#### [EXTRACTED INFORMATION]
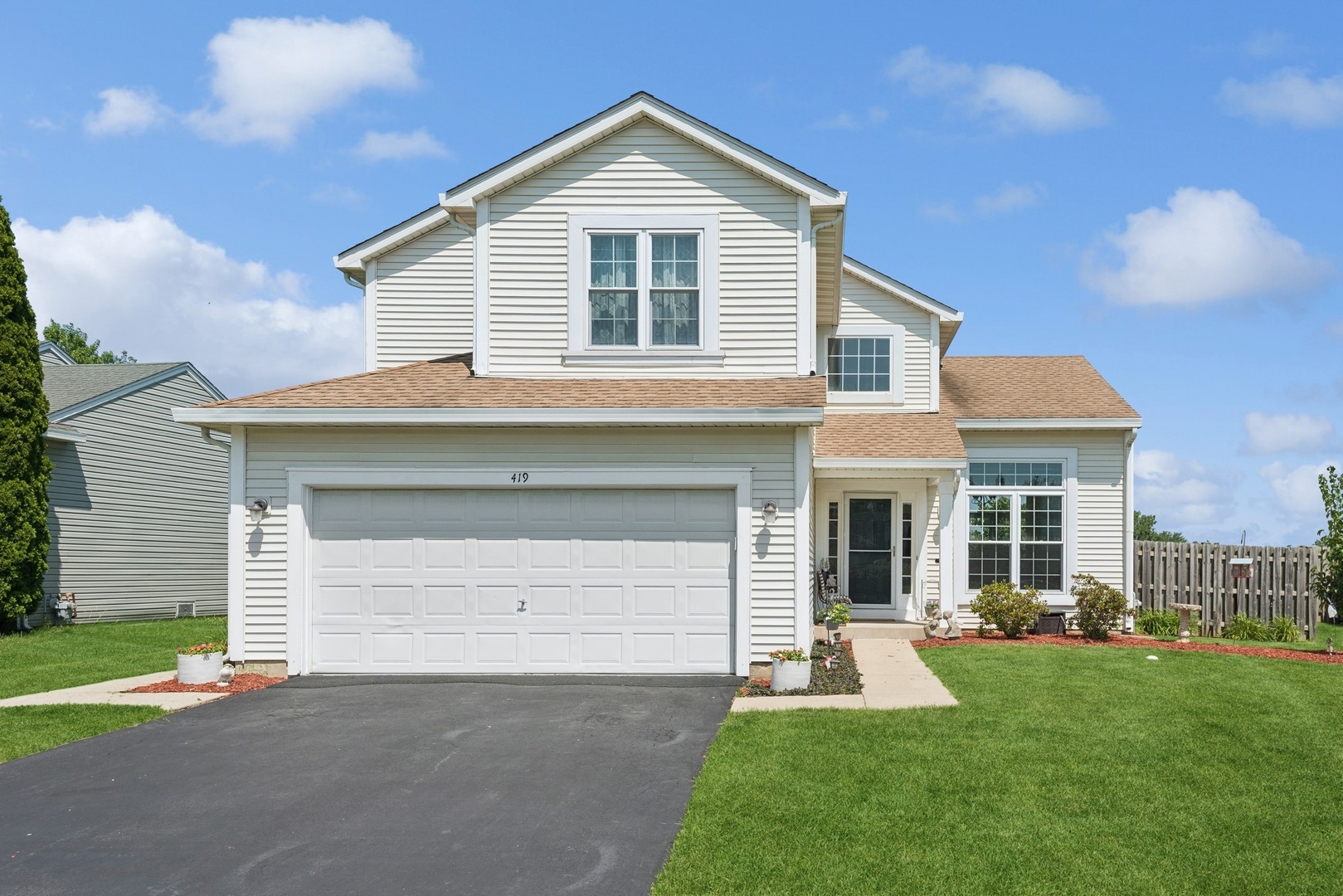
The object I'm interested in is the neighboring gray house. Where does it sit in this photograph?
...
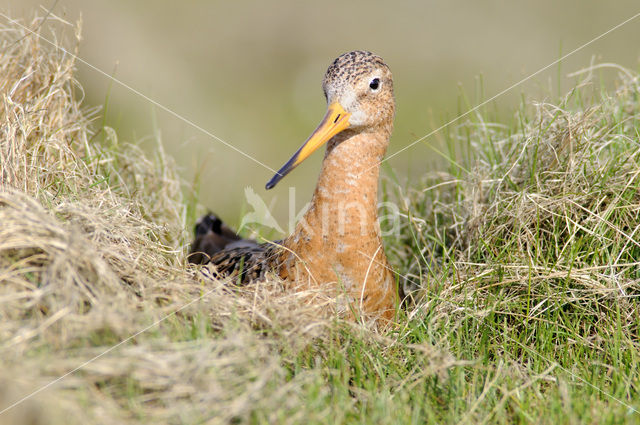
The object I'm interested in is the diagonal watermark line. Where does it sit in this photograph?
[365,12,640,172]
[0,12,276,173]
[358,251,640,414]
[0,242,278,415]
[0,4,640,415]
...
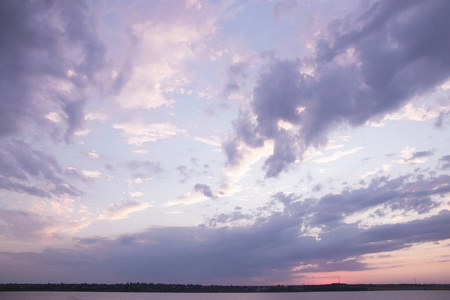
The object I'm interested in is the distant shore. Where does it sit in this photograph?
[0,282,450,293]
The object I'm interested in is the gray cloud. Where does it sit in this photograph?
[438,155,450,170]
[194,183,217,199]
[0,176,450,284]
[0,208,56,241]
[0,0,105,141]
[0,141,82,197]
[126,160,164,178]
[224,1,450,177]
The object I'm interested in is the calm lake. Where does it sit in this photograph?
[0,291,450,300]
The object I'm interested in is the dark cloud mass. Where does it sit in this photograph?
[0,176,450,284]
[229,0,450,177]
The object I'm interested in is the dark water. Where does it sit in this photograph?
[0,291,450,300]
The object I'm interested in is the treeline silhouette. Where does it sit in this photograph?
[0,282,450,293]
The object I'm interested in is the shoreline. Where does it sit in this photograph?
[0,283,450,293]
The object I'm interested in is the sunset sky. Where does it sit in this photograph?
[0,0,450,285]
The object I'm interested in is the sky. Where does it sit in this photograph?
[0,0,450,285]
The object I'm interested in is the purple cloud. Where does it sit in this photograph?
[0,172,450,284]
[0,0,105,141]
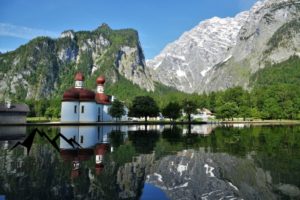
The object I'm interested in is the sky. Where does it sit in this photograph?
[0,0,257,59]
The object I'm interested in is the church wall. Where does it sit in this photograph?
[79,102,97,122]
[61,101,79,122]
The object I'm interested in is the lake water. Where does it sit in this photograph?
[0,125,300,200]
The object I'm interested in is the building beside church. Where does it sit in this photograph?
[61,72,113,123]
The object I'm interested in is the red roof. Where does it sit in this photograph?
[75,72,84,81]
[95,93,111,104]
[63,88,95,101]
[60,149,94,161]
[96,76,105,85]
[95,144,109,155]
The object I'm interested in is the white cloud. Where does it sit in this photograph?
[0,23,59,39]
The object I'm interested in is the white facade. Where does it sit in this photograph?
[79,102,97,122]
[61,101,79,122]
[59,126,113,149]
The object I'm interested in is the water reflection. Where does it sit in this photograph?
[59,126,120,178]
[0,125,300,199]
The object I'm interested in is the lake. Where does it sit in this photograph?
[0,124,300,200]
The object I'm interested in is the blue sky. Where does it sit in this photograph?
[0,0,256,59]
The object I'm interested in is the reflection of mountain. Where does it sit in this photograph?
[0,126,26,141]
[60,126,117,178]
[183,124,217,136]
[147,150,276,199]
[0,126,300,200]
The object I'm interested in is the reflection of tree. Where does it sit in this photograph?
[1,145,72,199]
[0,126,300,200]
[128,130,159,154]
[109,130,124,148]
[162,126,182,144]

#### [EXERCISE GOAL]
Reproduce verbatim the stretch of the records above from the line containing "The object I'm interested in is the white cloud." through the line containing "[59,126,113,149]".

#### [SOLUTION TO THIS PROBLEM]
The object I'm interested in is the white cloud. Where does it sit in this photograph?
[0,23,59,39]
The object I'm interested in is the white facade. Where does it sit in this photograph?
[79,102,97,122]
[61,101,79,122]
[59,126,113,149]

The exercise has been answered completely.